• WHAT YOU SHOULD DO
Copy out the full essay on radio and its audience below, word for word.

• SUPPLIED TEXT
────
As a lifelong story teller, I get it. It's about the audience. When you tell a story, if nobody is listening, your story really doesn't matter. Been there, done that.
I've been thinking for a while about that. And, in many ways even though I've been conscious of the audience issue, it's alluded me and by extension the media organizations, I've worked for.
Sure, some of those organizations have enjoyed tremendous success in their niche, but that could be in large part because of the perceived utility their medium has served rather than creating any actual value or benefit.
Up until recently, my career has focused around that little box in your car that has all those knobs and buttons, that helps transmit sound waves from a studio to the speakers in your vehicle. I loved the music it played, or the conversations it brought me into. I grew up my entire life wanting in on that magic, mesmerized by the power of radio, and it's ability to speak to me directly. I didn't initially know the words to the songs, or the topics being discussed, but on a very visceral level, I was sure I wanted to work in radio. I connected in a very personal and meaningful way to radio, and knew that it was going to play a huge part in my life.
────
(Stored data entries)
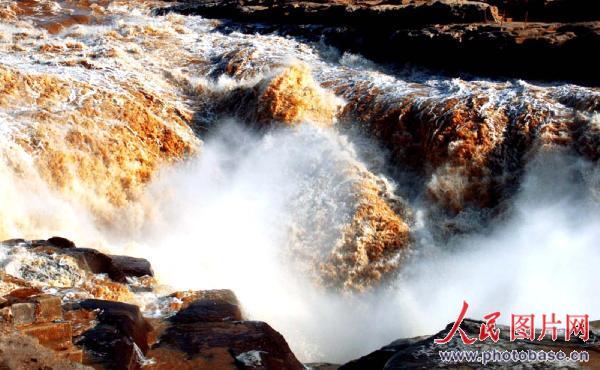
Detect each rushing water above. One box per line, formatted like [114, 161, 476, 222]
[0, 0, 600, 362]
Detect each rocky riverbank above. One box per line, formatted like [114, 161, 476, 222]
[0, 237, 600, 370]
[0, 238, 304, 369]
[156, 0, 600, 85]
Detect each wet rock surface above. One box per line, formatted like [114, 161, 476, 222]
[0, 238, 304, 370]
[339, 319, 600, 370]
[156, 0, 600, 85]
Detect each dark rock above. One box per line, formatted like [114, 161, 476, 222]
[64, 248, 127, 283]
[76, 299, 152, 369]
[47, 236, 75, 249]
[156, 0, 498, 29]
[484, 0, 600, 22]
[339, 319, 600, 370]
[2, 236, 154, 283]
[148, 290, 304, 370]
[0, 239, 27, 247]
[171, 290, 242, 323]
[156, 0, 600, 85]
[149, 321, 304, 370]
[110, 256, 154, 277]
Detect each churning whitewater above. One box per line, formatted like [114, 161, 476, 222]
[0, 0, 600, 362]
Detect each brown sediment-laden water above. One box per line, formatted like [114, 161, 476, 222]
[0, 0, 600, 362]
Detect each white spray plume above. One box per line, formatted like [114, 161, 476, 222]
[2, 120, 600, 362]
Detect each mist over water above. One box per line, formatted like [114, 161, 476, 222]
[3, 111, 600, 362]
[122, 124, 600, 362]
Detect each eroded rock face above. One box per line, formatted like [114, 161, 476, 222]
[158, 0, 600, 85]
[0, 237, 304, 370]
[339, 319, 600, 370]
[148, 291, 304, 369]
[157, 0, 499, 29]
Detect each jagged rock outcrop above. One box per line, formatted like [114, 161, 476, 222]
────
• OUTPUT OF THE TASK
As a lifelong story teller, I get it. It's about the audience. When you tell a story, if nobody is listening, your story really doesn't matter. Been there, done that.
I've been thinking for a while about that. And, in many ways even though I've been conscious of the audience issue, it's alluded me and by extension the media organizations, I've worked for.
Sure, some of those organizations have enjoyed tremendous success in their niche, but that could be in large part because of the perceived utility their medium has served rather than creating any actual value or benefit.
Up until recently, my career has focused around that little box in your car that has all those knobs and buttons, that helps transmit sound waves from a studio to the speakers in your vehicle. I loved the music it played, or the conversations it brought me into. I grew up my entire life wanting in on that magic, mesmerized by the power of radio, and it's ability to speak to me directly. I didn't initially know the words to the songs, or the topics being discussed, but on a very visceral level, I was sure I wanted to work in radio. I connected in a very personal and meaningful way to radio, and knew that it was going to play a huge part in my life.